**Written problem:** Produce a verbatim copy of the entries listed below.

↓↓↓

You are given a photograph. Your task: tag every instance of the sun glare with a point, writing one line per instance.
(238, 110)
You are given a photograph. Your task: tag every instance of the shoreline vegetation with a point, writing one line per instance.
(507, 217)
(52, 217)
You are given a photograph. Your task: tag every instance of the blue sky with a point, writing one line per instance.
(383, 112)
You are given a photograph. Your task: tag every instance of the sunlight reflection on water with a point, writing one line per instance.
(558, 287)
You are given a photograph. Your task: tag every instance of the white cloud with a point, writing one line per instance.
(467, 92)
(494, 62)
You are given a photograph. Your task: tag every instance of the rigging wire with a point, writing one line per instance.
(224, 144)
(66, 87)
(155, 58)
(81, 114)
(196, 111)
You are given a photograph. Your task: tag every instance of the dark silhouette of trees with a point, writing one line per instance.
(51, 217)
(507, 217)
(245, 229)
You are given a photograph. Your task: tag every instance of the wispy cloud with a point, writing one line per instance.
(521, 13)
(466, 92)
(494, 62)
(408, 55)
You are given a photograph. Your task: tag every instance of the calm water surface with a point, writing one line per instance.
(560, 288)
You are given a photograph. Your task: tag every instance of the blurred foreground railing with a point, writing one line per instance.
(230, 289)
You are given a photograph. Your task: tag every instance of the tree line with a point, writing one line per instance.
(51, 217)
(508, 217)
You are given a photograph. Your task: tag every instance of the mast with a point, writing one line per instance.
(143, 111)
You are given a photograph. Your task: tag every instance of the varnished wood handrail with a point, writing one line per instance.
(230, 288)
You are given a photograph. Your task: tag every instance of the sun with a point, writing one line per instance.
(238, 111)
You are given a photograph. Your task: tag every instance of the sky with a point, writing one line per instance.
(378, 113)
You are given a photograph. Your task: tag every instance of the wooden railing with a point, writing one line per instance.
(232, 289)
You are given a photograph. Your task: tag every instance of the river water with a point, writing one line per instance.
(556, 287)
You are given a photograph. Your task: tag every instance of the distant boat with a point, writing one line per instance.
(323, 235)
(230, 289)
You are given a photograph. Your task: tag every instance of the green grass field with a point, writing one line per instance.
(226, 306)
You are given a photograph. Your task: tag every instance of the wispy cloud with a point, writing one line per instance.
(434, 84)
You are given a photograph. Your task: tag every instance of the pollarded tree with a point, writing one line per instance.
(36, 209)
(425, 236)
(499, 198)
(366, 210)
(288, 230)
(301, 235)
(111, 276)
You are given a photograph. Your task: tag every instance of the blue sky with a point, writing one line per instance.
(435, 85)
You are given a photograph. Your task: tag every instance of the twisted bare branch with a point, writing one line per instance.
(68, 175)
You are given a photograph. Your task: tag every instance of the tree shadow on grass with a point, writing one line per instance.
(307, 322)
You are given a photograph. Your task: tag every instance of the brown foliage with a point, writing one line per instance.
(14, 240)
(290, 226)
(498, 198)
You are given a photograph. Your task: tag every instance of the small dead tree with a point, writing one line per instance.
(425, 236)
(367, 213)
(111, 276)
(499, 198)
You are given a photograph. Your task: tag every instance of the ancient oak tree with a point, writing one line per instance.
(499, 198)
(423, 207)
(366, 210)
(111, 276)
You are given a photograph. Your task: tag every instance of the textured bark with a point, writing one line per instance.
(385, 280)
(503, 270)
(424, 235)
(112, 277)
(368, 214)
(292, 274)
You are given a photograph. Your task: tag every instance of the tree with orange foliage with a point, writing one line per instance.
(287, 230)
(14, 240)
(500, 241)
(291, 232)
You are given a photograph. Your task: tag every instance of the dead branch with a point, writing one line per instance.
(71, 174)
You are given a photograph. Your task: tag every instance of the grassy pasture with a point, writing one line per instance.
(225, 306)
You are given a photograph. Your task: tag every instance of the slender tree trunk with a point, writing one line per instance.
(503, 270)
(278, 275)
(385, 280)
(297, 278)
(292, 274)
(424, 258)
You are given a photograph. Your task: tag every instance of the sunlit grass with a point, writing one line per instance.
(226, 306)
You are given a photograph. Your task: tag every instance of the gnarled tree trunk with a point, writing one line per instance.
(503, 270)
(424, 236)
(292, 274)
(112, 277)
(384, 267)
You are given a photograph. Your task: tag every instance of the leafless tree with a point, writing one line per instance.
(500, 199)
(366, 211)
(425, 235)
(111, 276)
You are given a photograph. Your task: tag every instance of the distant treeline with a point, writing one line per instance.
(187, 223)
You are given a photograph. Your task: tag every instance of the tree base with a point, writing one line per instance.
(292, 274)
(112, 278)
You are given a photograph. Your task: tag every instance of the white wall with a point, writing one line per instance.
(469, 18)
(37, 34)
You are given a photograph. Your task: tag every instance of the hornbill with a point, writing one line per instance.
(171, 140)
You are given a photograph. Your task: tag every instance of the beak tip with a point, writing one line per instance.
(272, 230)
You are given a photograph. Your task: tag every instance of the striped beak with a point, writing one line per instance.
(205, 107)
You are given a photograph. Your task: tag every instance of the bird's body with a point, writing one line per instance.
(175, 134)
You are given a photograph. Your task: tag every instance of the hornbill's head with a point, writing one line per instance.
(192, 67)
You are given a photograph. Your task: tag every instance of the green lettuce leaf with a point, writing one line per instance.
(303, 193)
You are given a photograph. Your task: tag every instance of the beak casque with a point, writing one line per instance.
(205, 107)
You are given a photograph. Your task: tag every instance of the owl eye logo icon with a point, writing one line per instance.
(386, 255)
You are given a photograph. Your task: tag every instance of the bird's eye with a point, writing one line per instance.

↑↑↑

**Finished answer:**
You are given a photograph. Your task: tag every instance of the sun glare with a point, writing one line per instance.
(238, 110)
You are given a photograph. Your task: tag every instance of the shoreline vegetation with a point, writing one line per instance.
(507, 217)
(52, 217)
You are given a photograph. Your task: tag every instance of the blue sky with a point, writing one line per instance.
(383, 112)
You are given a photograph. Your task: tag every instance of the sunlight reflection on water with a point, writing one line per instance.
(558, 287)
You are given a photograph. Your task: tag every instance of the white cloud with a point, writing one line per instance.
(467, 92)
(494, 62)
You are given a photograph. Your task: tag every instance of the rigging wire with a point, writing one line per instance.
(224, 144)
(66, 87)
(155, 58)
(81, 114)
(196, 111)
You are given a photograph. Your task: tag every instance of the dark silhouette of trees with a point, writing one line per instance.
(51, 217)
(507, 217)
(245, 229)
You are given a photograph. Your task: tag every instance of the wispy cloud with a point, writing one line per instance.
(521, 13)
(466, 92)
(494, 62)
(408, 55)
You are given a photograph. Your task: tag every instance of the calm water surface with a point, writing one line per instance.
(560, 288)
You are given a photograph. Your task: tag every instance of the blurred foreground railing with a point, writing one line per instance.
(230, 289)
You are given a photograph. Your task: tag every instance of the tree line with a point, writing one line per instance.
(51, 217)
(508, 217)
You are given a photograph. Your task: tag every instance of the mast with a point, writing one line per instance.
(143, 111)
You are given a photograph. Your task: tag every instance of the varnished wood handrail with a point, writing one line per instance.
(230, 288)
You are given a photograph. Your task: tag every instance of the sun with a point, writing one line per instance.
(238, 111)
You are given a photograph. Your task: tag every instance of the sky with a point, writing one line per instance.
(378, 113)
You are given a photograph. Your task: tag every instance of the wooden railing with a point, writing one line per instance.
(232, 289)
You are given a photograph. Your task: tag every instance of the river water with a point, writing one line per instance.
(556, 287)
You are given a photograph. Your task: tag every instance of the distant boat with a point, writing one line per instance.
(323, 235)
(230, 289)
You are given a photograph. Your task: tag every instance of the green grass field with a point, writing one line per instance.
(226, 306)
You are given a photograph. Your task: tag every instance of the wispy cloud with a point, writing one line per instance.
(434, 84)
You are given a photograph. Your task: tag every instance of the pollarded tree with a point, writing one line per instance.
(36, 209)
(425, 236)
(499, 198)
(366, 210)
(288, 230)
(301, 235)
(111, 276)
You are given a photograph. Your task: tag every instance of the blue sky with a point, writing one line per instance.
(435, 85)
You are given a photograph. Your task: tag every instance of the twisted bare branch with a point, writing one line per instance.
(68, 175)
You are given a photograph. Your task: tag every instance of the tree shadow on grass with a point, writing one line per instance.
(307, 322)
You are given a photograph. Your task: tag every instance of the brown foliage with a point, writing one line per instance.
(14, 240)
(290, 226)
(498, 198)
You are given a photograph. Your task: tag every instance of the small dead tree with a point, writing one line per instance.
(425, 236)
(367, 213)
(111, 276)
(499, 198)
You are given a photograph. Your task: tag every instance of the ancient oak tree with a point, writing one line per instance.
(499, 198)
(423, 207)
(366, 210)
(111, 276)
You are given a photograph. Your task: tag every instance of the textured bark with a point, writing one line per instance.
(385, 280)
(503, 270)
(424, 235)
(112, 277)
(368, 214)
(292, 274)
You are given a photograph. Your task: tag every instance of the tree with orange foliage with a point, writing one line per instance.
(287, 230)
(14, 240)
(500, 241)
(291, 232)
You are given a photograph. Your task: tag every instance of the dead branch with a point, writing one line per instance.
(71, 174)
You are given a photograph. Your task: tag every instance of the grassy pasture with a point, writing one line per instance.
(225, 306)
You are given a photograph. Your task: tag every instance of the slender tree trunk with a point, writing one line per instance.
(503, 270)
(278, 275)
(385, 280)
(297, 278)
(292, 274)
(424, 258)
You are given a photograph. Your task: tag every instance of the sunlit grass with a point, writing one line per instance.
(226, 306)
You are given a photograph. Your task: tag every instance of the gnarled tree trunk with a point, writing one line per instance.
(503, 270)
(424, 236)
(292, 274)
(112, 277)
(384, 267)
You are given a photograph. Your task: tag every instance of the leafless tree with a point, writing one line per instance.
(500, 199)
(366, 211)
(425, 235)
(111, 276)
You are given a photograph. Your task: tag every instance of the distant treeline with a point, writing one line per instance.
(187, 223)
You are given a photograph. Your task: tag every instance of the tree base with a point, writing one line per instance.
(292, 274)
(112, 278)
You are given a photograph. Your task: tag every instance of the white wall with a point, writing one line per instance.
(469, 18)
(37, 34)
You are given a photograph. Your task: tag every instance of the hornbill with a point, writing one line per instance.
(171, 140)
You are given a photograph. Your task: tag every instance of the beak tip with a point, writing one line per instance.
(272, 230)
You are given a photograph. Your task: tag every instance of the striped beak with a point, writing one line per instance.
(205, 107)
You are given a photograph. Your task: tag every instance of the bird's body with a point, writing one line per instance.
(175, 134)
You are given a photograph. Your task: tag every instance of the hornbill's head with a point, writing one line per instance.
(192, 67)
You are given a photograph. Your task: tag every instance of the green lettuce leaf with a point, writing one line per instance.
(303, 193)
You are given a photograph. Your task: tag every instance of the beak casque with a point, writing one line per instance.
(205, 107)
You are given a photograph. Your task: tag every instance of the owl eye logo icon with a point, writing one line per instance.
(386, 255)
You are given a photograph. Your task: tag every instance of the bird's eye with a point, writing one line per instance.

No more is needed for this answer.